*WHAT TO WORK ON*: Please reproduce the material below from the line with "like x=119 y=383." up to and including the line with "x=420 y=350", multiplying every point coordinate in the answers by 0.25 and rounding to whole numbers, with halves rounded up. Leave all other lines and numbers, including the sample coordinates, unchanged.

## Begin RAW DATA

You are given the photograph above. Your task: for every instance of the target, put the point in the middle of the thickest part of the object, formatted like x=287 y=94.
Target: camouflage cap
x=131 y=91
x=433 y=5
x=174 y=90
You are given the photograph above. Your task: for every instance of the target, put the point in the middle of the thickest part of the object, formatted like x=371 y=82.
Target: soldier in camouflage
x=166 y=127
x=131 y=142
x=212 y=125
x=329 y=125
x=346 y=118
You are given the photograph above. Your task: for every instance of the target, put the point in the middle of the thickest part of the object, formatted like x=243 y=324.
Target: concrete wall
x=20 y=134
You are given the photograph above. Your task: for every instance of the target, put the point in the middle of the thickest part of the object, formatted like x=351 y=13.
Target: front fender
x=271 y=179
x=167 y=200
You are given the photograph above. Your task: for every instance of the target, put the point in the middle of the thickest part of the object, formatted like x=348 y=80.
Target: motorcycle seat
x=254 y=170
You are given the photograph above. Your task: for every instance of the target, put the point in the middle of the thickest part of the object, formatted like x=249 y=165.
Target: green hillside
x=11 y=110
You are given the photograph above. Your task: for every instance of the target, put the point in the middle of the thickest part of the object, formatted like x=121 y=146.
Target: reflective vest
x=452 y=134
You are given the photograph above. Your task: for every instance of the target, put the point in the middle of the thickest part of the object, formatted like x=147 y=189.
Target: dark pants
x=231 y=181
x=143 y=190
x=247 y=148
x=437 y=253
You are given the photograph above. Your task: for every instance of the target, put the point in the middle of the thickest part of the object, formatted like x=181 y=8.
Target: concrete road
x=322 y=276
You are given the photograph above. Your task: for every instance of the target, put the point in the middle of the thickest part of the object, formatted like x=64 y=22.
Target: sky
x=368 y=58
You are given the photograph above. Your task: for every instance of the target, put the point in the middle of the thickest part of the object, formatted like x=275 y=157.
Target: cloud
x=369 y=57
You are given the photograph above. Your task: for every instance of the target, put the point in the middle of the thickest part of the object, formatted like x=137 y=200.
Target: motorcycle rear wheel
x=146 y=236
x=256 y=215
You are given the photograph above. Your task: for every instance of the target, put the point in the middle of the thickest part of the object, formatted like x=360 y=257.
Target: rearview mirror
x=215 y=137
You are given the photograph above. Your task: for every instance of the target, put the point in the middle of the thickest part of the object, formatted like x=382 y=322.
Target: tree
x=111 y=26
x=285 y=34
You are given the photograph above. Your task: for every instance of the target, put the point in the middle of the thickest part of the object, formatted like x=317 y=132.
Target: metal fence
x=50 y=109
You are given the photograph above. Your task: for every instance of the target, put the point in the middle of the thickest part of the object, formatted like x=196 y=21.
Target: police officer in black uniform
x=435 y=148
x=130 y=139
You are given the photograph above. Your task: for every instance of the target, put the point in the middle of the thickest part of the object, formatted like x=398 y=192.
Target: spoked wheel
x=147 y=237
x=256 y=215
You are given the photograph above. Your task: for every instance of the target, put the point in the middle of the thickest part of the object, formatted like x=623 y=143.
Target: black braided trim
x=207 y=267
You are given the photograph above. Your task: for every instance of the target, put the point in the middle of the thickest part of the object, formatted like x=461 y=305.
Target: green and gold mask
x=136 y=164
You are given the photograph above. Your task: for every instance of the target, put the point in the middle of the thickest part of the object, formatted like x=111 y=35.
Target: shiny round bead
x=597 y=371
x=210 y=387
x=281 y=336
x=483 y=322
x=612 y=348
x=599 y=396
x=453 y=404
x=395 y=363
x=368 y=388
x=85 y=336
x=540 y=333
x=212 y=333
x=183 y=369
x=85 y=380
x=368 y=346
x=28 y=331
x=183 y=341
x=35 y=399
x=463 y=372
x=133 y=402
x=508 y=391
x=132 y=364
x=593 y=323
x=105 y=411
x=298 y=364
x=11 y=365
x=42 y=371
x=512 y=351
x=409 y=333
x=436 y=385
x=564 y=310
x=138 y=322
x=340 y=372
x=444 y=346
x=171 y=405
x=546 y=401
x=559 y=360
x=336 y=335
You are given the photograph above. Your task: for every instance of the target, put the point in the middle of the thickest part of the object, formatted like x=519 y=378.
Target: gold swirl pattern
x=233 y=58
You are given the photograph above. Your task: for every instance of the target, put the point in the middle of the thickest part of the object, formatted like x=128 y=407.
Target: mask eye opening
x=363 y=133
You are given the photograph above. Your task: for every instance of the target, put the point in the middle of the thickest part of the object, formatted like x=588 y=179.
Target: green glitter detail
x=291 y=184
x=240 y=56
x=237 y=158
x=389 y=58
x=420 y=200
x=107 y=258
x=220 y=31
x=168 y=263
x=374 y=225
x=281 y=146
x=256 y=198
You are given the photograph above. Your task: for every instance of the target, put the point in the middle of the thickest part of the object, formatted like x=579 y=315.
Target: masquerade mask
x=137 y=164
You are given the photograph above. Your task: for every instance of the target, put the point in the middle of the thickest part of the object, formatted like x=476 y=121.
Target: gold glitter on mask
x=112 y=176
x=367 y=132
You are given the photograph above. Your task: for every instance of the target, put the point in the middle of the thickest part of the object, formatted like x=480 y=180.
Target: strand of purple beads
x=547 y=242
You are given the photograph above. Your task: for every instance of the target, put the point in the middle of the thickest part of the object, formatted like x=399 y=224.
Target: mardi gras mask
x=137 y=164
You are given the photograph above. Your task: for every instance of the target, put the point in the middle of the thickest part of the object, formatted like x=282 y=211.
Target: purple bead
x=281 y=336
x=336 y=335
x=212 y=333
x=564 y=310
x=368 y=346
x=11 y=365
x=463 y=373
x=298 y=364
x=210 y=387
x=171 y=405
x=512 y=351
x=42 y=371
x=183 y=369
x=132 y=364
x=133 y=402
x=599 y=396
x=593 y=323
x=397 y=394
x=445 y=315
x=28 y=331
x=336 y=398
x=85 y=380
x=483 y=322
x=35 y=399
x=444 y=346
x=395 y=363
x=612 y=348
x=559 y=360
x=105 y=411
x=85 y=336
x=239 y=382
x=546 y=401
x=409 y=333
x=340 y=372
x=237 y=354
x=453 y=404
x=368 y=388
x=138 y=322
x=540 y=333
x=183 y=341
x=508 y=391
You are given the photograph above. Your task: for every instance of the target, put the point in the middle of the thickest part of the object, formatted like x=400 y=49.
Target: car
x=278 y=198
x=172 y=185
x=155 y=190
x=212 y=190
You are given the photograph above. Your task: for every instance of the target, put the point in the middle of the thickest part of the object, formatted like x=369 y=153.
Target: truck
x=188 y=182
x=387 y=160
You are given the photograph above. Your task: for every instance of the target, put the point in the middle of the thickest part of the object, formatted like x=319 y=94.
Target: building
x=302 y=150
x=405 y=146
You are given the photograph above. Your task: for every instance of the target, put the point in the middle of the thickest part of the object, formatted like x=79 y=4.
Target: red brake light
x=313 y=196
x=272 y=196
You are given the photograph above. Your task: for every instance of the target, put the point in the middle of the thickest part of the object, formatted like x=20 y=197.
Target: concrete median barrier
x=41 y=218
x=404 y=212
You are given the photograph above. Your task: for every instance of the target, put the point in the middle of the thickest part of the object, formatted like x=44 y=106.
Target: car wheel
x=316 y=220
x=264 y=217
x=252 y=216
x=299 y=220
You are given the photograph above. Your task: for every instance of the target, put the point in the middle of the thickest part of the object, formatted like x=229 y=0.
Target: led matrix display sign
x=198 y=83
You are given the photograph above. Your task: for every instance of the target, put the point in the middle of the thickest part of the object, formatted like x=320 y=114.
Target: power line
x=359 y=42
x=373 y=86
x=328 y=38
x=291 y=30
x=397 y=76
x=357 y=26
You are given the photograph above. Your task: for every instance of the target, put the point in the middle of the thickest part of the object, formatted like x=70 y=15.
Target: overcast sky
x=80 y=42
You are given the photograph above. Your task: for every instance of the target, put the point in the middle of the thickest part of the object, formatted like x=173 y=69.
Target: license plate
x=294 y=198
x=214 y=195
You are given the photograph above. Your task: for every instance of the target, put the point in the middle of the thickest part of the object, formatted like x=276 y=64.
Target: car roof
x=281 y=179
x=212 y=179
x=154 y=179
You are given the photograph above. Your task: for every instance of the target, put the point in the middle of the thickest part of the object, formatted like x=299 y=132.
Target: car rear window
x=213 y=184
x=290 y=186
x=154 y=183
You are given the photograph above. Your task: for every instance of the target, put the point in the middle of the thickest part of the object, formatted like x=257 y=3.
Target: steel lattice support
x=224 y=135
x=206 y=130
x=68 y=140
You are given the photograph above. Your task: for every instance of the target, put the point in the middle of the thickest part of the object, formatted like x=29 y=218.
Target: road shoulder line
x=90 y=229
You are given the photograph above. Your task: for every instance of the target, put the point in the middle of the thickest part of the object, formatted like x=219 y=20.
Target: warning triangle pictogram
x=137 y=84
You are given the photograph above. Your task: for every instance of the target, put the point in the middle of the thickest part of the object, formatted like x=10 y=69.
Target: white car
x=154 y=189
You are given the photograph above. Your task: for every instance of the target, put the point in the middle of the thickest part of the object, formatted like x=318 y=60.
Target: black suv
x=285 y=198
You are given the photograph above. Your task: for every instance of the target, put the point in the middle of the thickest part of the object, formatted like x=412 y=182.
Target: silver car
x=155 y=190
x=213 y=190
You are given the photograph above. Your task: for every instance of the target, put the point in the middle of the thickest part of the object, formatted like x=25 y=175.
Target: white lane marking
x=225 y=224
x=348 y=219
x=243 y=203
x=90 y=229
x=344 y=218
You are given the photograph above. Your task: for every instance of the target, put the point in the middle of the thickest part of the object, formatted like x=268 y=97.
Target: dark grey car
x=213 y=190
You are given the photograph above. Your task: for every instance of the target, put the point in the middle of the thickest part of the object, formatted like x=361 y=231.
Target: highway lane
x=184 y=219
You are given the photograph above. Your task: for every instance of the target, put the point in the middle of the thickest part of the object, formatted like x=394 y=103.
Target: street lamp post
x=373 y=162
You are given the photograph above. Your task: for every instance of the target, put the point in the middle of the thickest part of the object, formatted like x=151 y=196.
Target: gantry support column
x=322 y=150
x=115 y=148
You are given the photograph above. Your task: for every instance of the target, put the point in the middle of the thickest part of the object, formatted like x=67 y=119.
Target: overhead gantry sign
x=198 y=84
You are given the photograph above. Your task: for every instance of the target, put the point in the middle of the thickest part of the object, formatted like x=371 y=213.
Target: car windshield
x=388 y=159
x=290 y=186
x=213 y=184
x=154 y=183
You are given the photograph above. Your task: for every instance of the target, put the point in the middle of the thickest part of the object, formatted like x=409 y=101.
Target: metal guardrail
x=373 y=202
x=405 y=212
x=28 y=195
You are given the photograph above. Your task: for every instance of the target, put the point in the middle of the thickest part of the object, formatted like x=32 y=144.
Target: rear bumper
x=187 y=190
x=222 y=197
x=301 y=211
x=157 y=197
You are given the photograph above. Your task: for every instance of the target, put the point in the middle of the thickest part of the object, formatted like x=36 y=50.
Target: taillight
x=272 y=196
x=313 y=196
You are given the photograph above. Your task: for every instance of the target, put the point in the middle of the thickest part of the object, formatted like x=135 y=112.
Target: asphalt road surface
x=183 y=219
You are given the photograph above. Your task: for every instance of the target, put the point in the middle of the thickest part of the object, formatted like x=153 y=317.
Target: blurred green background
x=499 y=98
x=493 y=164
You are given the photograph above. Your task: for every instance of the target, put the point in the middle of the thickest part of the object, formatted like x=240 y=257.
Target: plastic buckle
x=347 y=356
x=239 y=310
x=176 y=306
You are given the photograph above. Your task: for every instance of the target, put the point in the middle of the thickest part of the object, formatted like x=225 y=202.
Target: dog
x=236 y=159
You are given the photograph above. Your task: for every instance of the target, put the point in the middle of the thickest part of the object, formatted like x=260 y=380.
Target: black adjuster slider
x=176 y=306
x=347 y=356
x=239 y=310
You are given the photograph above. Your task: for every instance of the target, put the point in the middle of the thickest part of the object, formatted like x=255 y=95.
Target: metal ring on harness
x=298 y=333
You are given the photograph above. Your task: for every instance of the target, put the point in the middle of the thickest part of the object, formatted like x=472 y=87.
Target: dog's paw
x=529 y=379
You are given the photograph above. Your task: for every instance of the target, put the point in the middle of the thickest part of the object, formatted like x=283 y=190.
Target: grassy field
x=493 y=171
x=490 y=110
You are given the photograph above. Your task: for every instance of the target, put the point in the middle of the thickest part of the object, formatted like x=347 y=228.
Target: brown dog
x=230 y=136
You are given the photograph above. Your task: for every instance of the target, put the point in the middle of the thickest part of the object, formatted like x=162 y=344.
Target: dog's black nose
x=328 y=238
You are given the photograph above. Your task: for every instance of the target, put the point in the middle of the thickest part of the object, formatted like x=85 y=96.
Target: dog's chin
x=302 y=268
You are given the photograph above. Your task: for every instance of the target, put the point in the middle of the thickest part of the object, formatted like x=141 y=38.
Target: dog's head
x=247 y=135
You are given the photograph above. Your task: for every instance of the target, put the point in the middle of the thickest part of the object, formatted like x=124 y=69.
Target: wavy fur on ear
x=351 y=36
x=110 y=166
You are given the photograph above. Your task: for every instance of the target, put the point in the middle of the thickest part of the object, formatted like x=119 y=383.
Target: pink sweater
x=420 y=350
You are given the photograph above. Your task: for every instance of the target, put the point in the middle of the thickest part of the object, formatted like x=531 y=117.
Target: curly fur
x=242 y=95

## End RAW DATA

*TASK OUTPUT*:
You are given the photograph above. Your task: for every instance of the target, put the point in the middle of the thickest part of the object, formatted like x=119 y=383.
Target: pink sweater
x=105 y=88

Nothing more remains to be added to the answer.